WHAT TO WORK ON: Starting at the line with "box: [238, 163, 282, 207]" and going on through the line with "positive clicks: (204, 284) (207, 273)", reproduce each line in the records below exactly and nothing more.

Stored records
===

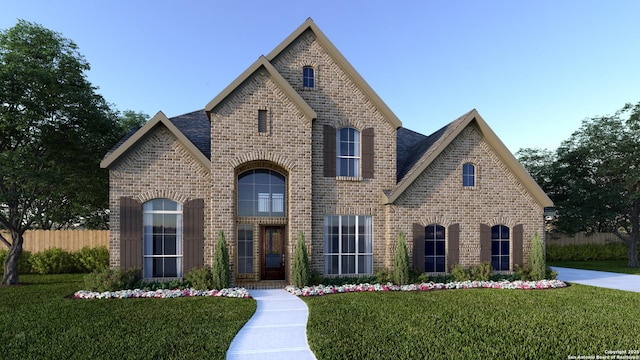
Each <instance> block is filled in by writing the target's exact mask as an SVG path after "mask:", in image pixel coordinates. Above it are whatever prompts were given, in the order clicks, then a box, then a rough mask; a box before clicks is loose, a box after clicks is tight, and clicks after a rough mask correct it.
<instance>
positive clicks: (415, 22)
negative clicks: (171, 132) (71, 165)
mask: <svg viewBox="0 0 640 360" xmlns="http://www.w3.org/2000/svg"><path fill="white" fill-rule="evenodd" d="M639 14H640V1H634V0H626V1H622V0H608V1H605V0H601V1H592V0H579V1H578V0H565V1H557V0H536V1H510V0H504V1H486V0H485V1H479V0H468V1H463V0H451V1H444V0H443V1H430V0H425V1H347V0H342V1H334V0H326V1H321V2H315V3H310V2H306V1H299V0H298V1H270V2H266V1H241V0H239V1H218V0H215V1H204V0H183V1H163V0H153V1H145V0H139V1H132V0H109V1H99V2H97V1H96V2H94V1H86V0H59V1H53V0H49V1H45V0H21V1H5V2H4V3H3V4H2V11H1V12H0V29H7V28H10V27H12V26H13V25H15V23H16V21H17V19H24V20H27V21H31V22H35V23H39V24H41V25H43V26H45V27H46V28H49V29H51V30H54V31H57V32H59V33H61V34H62V35H63V36H64V37H66V38H69V39H71V40H73V41H74V42H75V43H76V44H77V45H78V46H79V49H80V52H81V53H82V54H83V55H84V56H85V58H86V59H87V61H88V62H89V63H90V64H91V67H92V68H91V71H90V72H89V73H88V78H89V80H90V81H91V82H92V83H93V85H95V86H97V87H98V88H99V90H98V92H99V93H100V94H102V95H103V96H104V97H105V98H106V100H107V101H109V102H110V103H113V104H114V105H115V107H116V108H117V109H119V110H126V109H131V110H135V111H142V112H145V113H147V114H149V115H151V116H153V115H154V114H155V113H156V112H158V111H160V110H162V111H163V112H164V113H165V114H166V115H167V116H169V117H171V116H176V115H180V114H183V113H187V112H191V111H194V110H198V109H202V108H204V106H205V105H206V104H207V103H208V102H209V101H210V100H211V99H213V98H214V97H215V96H216V95H217V94H218V93H219V92H220V91H221V90H222V89H224V88H225V87H226V86H227V85H228V84H229V83H230V82H232V81H233V80H234V79H235V78H236V77H237V76H238V75H240V73H242V71H244V70H245V69H246V68H247V67H248V66H249V65H251V64H252V63H253V62H254V61H255V60H256V59H257V58H258V57H259V56H260V55H263V54H267V53H269V52H270V51H271V50H272V49H273V48H274V47H275V46H277V45H278V44H279V43H280V42H281V41H282V40H284V39H285V38H286V37H287V36H288V35H289V34H290V33H291V32H293V30H295V29H296V28H297V27H298V26H299V25H300V24H302V23H303V22H304V21H305V20H306V19H307V18H308V17H311V18H313V20H314V21H315V23H316V24H317V25H318V26H319V27H320V29H321V30H322V31H323V32H324V33H325V34H326V35H327V37H328V38H329V39H330V40H331V41H332V42H333V43H334V45H335V46H336V47H337V48H338V49H339V50H340V51H341V52H342V54H343V55H344V56H345V57H346V58H347V60H349V62H351V64H352V65H353V66H354V67H355V68H356V70H357V71H358V72H359V73H360V74H361V75H362V77H363V78H364V79H365V80H366V81H367V82H368V83H369V85H371V87H372V88H373V89H374V90H375V91H376V92H377V93H378V95H380V97H381V98H382V100H383V101H385V102H386V103H387V105H388V106H389V107H390V108H391V110H393V111H394V112H395V114H396V115H397V116H398V117H399V118H400V120H401V121H402V122H403V126H405V127H407V128H409V129H412V130H415V131H418V132H421V133H424V134H430V133H432V132H434V131H436V130H437V129H439V128H440V127H442V126H443V125H445V124H447V123H448V122H450V121H452V120H454V119H456V118H457V117H458V116H460V115H462V114H464V113H465V112H467V111H469V110H470V109H473V108H476V109H477V110H478V111H479V112H480V114H481V115H482V116H483V118H484V119H485V120H486V121H487V123H488V124H489V126H491V127H492V129H493V130H494V131H495V132H496V134H497V135H498V136H499V137H500V138H501V139H502V141H503V142H504V143H505V144H506V145H507V147H508V148H509V149H510V150H511V151H512V152H516V151H517V150H518V149H520V148H525V147H537V148H547V149H556V148H557V147H558V146H559V145H560V143H561V141H563V140H566V139H567V138H568V137H569V136H570V135H571V133H573V132H574V131H576V130H577V129H578V128H579V127H580V124H581V121H582V120H583V119H585V118H589V117H593V116H597V115H605V114H612V113H614V112H615V111H616V110H618V109H620V108H621V107H622V106H623V105H624V104H625V103H627V102H633V103H636V102H639V101H640V63H639V62H638V59H640V47H639V46H638V40H639V39H640V22H639V21H638V15H639Z"/></svg>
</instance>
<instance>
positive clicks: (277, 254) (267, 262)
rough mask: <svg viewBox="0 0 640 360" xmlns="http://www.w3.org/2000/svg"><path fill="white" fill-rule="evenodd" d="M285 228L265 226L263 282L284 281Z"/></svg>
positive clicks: (264, 232)
mask: <svg viewBox="0 0 640 360" xmlns="http://www.w3.org/2000/svg"><path fill="white" fill-rule="evenodd" d="M284 234H285V233H284V226H263V227H262V231H261V234H260V235H261V236H260V237H261V239H260V242H261V246H260V248H261V260H262V261H261V263H262V277H261V278H262V279H263V280H283V279H284V240H285V239H284V236H285V235H284Z"/></svg>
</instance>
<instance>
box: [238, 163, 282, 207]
mask: <svg viewBox="0 0 640 360" xmlns="http://www.w3.org/2000/svg"><path fill="white" fill-rule="evenodd" d="M285 189H286V188H285V177H284V175H282V174H280V173H278V172H277V171H274V170H269V169H255V170H249V171H245V172H243V173H242V174H240V175H238V216H241V217H243V216H244V217H255V216H265V217H284V216H285V209H286V198H287V196H286V191H285Z"/></svg>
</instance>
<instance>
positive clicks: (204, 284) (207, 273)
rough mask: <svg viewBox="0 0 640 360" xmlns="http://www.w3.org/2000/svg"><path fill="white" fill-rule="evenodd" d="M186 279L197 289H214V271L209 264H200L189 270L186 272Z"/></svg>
mask: <svg viewBox="0 0 640 360" xmlns="http://www.w3.org/2000/svg"><path fill="white" fill-rule="evenodd" d="M184 280H185V281H186V282H188V283H189V284H188V285H189V286H190V287H192V288H194V289H196V290H210V289H213V288H214V286H213V273H212V272H211V267H209V266H206V265H205V266H199V267H196V268H193V269H191V270H189V271H188V272H187V273H186V274H184Z"/></svg>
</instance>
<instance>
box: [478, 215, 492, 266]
mask: <svg viewBox="0 0 640 360" xmlns="http://www.w3.org/2000/svg"><path fill="white" fill-rule="evenodd" d="M480 262H491V226H489V225H485V224H480Z"/></svg>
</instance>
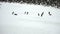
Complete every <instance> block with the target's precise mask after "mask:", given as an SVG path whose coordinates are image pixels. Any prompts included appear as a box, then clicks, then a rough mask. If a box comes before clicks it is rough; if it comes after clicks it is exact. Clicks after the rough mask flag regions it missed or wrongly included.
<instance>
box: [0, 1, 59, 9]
mask: <svg viewBox="0 0 60 34" xmlns="http://www.w3.org/2000/svg"><path fill="white" fill-rule="evenodd" d="M0 1H1V2H10V3H11V2H13V3H14V2H17V3H27V4H37V5H40V4H42V5H46V6H52V7H55V6H57V8H59V7H60V0H0Z"/></svg>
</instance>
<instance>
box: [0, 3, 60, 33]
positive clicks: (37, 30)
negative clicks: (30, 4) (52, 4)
mask: <svg viewBox="0 0 60 34" xmlns="http://www.w3.org/2000/svg"><path fill="white" fill-rule="evenodd" d="M12 12H14V13H13V14H12ZM25 12H29V13H28V14H25ZM42 12H44V14H43V16H42V17H41V16H38V13H39V14H40V15H41V14H42ZM48 12H50V13H51V14H52V15H51V16H50V15H49V14H48ZM14 14H15V15H14ZM16 14H17V15H16ZM0 34H60V9H57V8H54V7H47V6H42V5H33V4H31V5H30V4H19V3H8V2H6V3H5V2H0Z"/></svg>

===

RESULT OF THIS TASK:
box: [238, 163, 282, 207]
mask: <svg viewBox="0 0 640 360" xmlns="http://www.w3.org/2000/svg"><path fill="white" fill-rule="evenodd" d="M285 189H286V188H285V177H284V175H282V174H280V173H278V172H277V171H274V170H269V169H255V170H249V171H245V172H243V173H242V174H240V175H238V216H241V217H243V216H244V217H255V216H265V217H284V216H285V209H286V198H287V196H286V191H285Z"/></svg>
</instance>
<instance>
positive clicks: (204, 284) (207, 273)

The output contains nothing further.